• Selected extract
☆ ☆ ☆ ☆ ☆ ☆ ☆

That sentiment is evident in other largescale installations by Christo and Jeanne-Claude, most notably perhaps in Running Fence (1972–76), for which they had to liaise with almost sixty local ranchers (let alone government bodies, and multiple public hearings) to install 24.5 miles worth of white woven nylon—4.4 metres high, and 2.15 million square ft in total—attached to 2050 steel poles, stretching across land and sea in Northern California.

A Sublime Canvas: Christo and Jeanne-Claude
*Christo and Jeanne-Claude, Wrapped Walk Ways, Jacob Loose Park, Kansas City, Missouri, 1977-78 — Photo: Wolfgang Volz© 1978 Christo and Jeanne-Claude Foundation

It took several hundred workers to install the fence over many months, and was visited by as many as 2 million people in the two weeks that it remained in place. When Jeanne-Claude passed away in 2009— serendipitously, both artists were born on 13 June 1935—Christo continued to realise the many ideas and projects they had conceived over the years and, as Spalding noted, continued to refer to his artistic partner and wife in present tense. This is important: though their work was made by both artists, for many years it was realised under Christo’s name only—for ease, or in response to the still-hostile reception women artists received—though they later reattributed their works under both their names in the 1990s. Nonetheless, Jeanne-Claude was often referred to by names such as “Mrs. Christo”, despite often being the spokesperson on both of their behalfs. That their work was made together, then, was, for many years, unnoticed, or was simply ignored. Together, though, their ambitions had been bold from the beginning of their professional, and personal, partnership.

☆ ☆ ☆ ☆ ☆ ☆ ☆

• Check your understanding
1: In the passage on Christo and Jeanne-Claude, how many steel poles held the nylon of Running Fence?
2: Please list every measurement the passage on Christo and Jeanne-Claude gives for the white woven nylon of Running Fence.
3: Write out the part of the passage on Christo and Jeanne-Claude that opens with the words containing "That sentiment is" and closes with "in Northern California.".

• Material shown
☆ ☆ ☆ ☆ ☆ ☆ ☆

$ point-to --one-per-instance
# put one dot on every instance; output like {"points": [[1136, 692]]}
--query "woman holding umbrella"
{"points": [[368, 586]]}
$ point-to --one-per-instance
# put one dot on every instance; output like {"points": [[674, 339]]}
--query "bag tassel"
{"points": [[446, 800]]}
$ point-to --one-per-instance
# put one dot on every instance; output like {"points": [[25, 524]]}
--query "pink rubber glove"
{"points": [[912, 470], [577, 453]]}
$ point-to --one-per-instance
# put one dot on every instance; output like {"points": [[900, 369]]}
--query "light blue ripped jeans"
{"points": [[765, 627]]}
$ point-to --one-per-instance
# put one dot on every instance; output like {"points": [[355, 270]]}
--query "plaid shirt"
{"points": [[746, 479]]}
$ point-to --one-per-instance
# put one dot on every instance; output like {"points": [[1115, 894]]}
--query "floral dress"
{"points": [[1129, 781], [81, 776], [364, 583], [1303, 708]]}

☆ ☆ ☆ ☆ ☆ ☆ ☆

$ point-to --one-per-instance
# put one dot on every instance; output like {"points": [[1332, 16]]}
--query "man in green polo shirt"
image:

☆ ☆ ☆ ☆ ☆ ☆ ☆

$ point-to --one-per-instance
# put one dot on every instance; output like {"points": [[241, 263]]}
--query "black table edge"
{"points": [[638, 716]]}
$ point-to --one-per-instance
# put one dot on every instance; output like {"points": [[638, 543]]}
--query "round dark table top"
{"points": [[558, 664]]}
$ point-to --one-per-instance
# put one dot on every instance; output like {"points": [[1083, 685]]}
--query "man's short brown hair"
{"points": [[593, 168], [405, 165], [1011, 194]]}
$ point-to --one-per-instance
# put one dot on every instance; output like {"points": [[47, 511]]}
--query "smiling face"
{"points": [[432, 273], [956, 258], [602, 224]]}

☆ ☆ ☆ ☆ ☆ ☆ ☆

• Answers to the problems
1: 2050 steel poles.

2: 24.5 miles in length; 4.4 metres high; 2.15 million square ft in total

3:
That sentiment is evident in other largescale installations by Christo and Jeanne-Claude, most notably perhaps in Running Fence (1972–76), for which they had to liaise with almost sixty local ranchers (let alone government bodies, and multiple public hearings) to install 24.5 miles worth of white woven nylon—4.4 metres high, and 2.15 million square ft in total—attached to 2050 steel poles, stretching across land and sea in Northern California.